## Task directions
Return every line of the entries below that contains the word "metal", copying each one in full.

———

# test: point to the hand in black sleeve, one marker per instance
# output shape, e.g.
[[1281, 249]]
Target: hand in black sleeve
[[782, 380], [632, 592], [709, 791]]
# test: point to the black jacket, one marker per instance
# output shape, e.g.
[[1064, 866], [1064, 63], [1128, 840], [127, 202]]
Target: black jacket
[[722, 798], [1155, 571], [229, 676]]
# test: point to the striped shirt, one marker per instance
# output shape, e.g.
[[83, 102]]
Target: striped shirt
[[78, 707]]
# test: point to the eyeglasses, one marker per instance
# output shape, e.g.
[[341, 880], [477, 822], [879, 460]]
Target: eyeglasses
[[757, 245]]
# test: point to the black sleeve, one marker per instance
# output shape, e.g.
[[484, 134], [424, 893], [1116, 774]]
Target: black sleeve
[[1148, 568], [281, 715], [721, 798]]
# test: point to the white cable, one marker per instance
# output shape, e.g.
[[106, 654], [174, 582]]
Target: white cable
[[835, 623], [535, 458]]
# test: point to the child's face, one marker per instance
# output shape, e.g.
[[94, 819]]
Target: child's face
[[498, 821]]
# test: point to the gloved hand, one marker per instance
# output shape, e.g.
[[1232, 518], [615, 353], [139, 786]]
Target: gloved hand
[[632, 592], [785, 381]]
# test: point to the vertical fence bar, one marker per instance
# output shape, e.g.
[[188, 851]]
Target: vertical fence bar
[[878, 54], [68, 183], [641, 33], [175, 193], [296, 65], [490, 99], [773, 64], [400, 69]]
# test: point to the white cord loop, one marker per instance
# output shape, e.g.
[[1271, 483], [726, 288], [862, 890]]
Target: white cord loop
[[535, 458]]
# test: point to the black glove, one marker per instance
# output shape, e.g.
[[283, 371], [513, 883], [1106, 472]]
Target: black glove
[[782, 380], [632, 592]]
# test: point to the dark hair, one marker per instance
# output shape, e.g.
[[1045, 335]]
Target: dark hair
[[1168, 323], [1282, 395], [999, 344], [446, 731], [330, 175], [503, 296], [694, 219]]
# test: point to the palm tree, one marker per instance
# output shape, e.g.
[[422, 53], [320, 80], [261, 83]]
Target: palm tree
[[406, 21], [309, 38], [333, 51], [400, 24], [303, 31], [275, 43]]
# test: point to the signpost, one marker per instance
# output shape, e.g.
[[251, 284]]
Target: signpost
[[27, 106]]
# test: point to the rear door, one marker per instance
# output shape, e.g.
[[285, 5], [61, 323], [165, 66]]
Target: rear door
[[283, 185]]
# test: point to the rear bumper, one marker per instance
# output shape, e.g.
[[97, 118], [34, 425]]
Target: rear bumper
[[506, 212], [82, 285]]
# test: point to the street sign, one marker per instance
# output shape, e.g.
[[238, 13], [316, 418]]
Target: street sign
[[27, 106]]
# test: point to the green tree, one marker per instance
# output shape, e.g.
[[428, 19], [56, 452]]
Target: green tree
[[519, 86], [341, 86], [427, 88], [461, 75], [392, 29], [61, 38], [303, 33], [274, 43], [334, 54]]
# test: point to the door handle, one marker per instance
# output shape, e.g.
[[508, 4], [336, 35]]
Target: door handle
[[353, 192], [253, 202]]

———

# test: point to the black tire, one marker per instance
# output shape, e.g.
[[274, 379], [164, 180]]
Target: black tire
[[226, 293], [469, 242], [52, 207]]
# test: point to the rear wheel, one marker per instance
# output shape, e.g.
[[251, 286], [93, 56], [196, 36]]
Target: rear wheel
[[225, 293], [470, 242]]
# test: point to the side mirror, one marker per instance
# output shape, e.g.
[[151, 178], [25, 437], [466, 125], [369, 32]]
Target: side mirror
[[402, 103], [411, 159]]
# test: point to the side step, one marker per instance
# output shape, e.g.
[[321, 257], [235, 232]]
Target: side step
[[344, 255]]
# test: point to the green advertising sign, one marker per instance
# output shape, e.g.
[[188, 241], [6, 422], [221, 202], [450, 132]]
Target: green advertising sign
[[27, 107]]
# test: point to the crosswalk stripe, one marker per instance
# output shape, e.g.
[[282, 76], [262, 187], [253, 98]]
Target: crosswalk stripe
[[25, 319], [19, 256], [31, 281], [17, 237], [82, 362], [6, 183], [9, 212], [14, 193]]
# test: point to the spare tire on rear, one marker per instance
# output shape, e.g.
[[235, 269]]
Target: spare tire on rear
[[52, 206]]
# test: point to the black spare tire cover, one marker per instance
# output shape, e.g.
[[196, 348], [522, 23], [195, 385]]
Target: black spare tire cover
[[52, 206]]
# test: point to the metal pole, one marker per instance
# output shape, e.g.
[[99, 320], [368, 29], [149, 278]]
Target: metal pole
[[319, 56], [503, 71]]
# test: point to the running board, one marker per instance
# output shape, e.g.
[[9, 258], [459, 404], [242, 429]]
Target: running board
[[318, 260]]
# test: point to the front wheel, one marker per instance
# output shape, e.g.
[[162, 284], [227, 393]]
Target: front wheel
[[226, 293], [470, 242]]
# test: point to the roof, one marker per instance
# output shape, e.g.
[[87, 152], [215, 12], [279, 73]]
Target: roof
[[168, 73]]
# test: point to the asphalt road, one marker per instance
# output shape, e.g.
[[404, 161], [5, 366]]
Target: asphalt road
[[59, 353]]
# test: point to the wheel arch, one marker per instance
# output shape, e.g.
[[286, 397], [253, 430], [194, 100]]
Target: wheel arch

———

## Result of this task
# test: point to the metal pole, one marker per instance
Target: metal pole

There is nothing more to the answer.